--- begin Data for the task ---

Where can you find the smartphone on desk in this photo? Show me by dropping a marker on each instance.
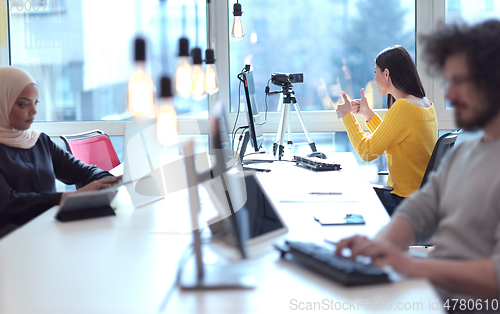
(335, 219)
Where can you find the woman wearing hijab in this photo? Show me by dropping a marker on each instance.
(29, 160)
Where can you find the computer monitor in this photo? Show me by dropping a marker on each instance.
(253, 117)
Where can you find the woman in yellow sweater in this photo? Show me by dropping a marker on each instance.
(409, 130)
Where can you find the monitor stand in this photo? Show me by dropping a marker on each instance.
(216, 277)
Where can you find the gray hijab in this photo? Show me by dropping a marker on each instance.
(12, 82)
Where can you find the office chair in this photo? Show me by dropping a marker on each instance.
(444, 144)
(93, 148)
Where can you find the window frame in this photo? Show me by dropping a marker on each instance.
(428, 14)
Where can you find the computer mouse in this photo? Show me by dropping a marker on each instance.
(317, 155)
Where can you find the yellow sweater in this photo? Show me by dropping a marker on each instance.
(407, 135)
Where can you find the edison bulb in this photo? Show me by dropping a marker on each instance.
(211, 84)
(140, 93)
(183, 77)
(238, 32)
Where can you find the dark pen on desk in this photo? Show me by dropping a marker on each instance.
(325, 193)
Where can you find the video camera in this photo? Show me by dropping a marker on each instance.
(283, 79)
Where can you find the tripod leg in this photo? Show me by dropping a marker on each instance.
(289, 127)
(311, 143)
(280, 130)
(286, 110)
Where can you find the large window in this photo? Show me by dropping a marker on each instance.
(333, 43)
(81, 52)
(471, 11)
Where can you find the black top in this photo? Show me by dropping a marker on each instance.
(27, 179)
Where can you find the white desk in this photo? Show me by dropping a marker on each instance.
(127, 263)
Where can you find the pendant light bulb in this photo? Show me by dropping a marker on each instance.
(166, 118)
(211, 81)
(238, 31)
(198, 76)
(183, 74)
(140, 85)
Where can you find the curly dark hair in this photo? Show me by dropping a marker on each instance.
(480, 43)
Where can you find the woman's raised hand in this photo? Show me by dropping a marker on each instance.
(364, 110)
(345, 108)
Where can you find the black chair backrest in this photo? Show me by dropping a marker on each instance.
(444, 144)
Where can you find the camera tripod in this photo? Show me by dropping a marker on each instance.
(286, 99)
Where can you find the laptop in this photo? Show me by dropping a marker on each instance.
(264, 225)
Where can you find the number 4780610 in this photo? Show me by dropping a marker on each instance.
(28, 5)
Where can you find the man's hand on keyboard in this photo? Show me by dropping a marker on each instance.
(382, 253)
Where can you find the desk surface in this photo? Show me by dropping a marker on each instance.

--- end Data for the task ---

> _What is expected_: Generate a word-for-word copy of the preceding records, excluding all pictures.

> _Written solution_:
Where can you find the smartphone on desk in this photo? Show me by dropping a marker on each instance.
(335, 219)
Where can you find the woman wearing hijab in this photo? Show me by dropping a marker on each instance.
(29, 160)
Where can you find the computer monitor in this photo? Show me by dropping a marker on each instance.
(253, 117)
Where can you find the woman in yellow sweater in this photo? Show me by dropping a marker on each instance.
(409, 130)
Where can you find the monitor stand in this photo? Show me by dropping a marker on each instance.
(216, 277)
Where can you find the gray hijab in this photo? Show me by dropping a marker on each instance.
(12, 82)
Where can you find the office chair in this photo? Show me by dropping a marker on each instance.
(444, 144)
(93, 148)
Where can you find the window frame in this photo? Show me by dropping a marker on each instance.
(428, 14)
Where can you find the computer mouse in this photo? Show me by dropping a marker on each instance.
(317, 155)
Where can you find the yellow sweater in this photo? Show me by dropping a marker on each instance.
(407, 135)
Where can you find the edison bulb in this photo? Show me by dropping a marker on each instance.
(211, 84)
(140, 93)
(183, 77)
(238, 32)
Where can you find the dark pen on desk in this photo? Show me by dropping a marker on each instance.
(325, 193)
Where can you find the video camera in this photo? Show me by dropping a marker on each instance.
(283, 79)
Where can you find the tripod leg in this photo? Show me by dropping a marker on each instance.
(289, 127)
(311, 143)
(280, 130)
(286, 110)
Where can you find the large window in this photo? Show me by dropping a marker on each instance.
(333, 43)
(81, 52)
(471, 11)
Where can you find the black top in this photo? Show me by dropping a marker on each instance.
(27, 179)
Where can you find the white desk in this photo? Show me by dropping a marker on each instance.
(127, 263)
Where can you find the pendant light bulb in this photo? Show me by dropping a marker on each instance.
(166, 118)
(211, 81)
(238, 31)
(198, 76)
(183, 74)
(140, 85)
Where can you find the curly dark hair in this photo? Show me by dropping a marker on each instance.
(480, 43)
Where can you find the woman's raised hand in this photo? Show me by dropping a marker on each instance.
(364, 110)
(345, 108)
Where can you find the black chair backrest in this photo? Show me by dropping a marker on each instance.
(444, 144)
Where can you find the camera tripod in this photo? Show me by dropping a marker on each instance.
(286, 99)
Where can you find the laptop in this photo? Show me by dropping a marker on each instance.
(264, 225)
Where can you find the number 4780610 in this photo? Show me by dropping a marker on each instance.
(28, 5)
Where can you find the man's hand on keyboard in this photo? Show me by dropping a marker on each instance.
(382, 253)
Where can you find the desk surface in this photo? Show me by dropping a marker on each instance.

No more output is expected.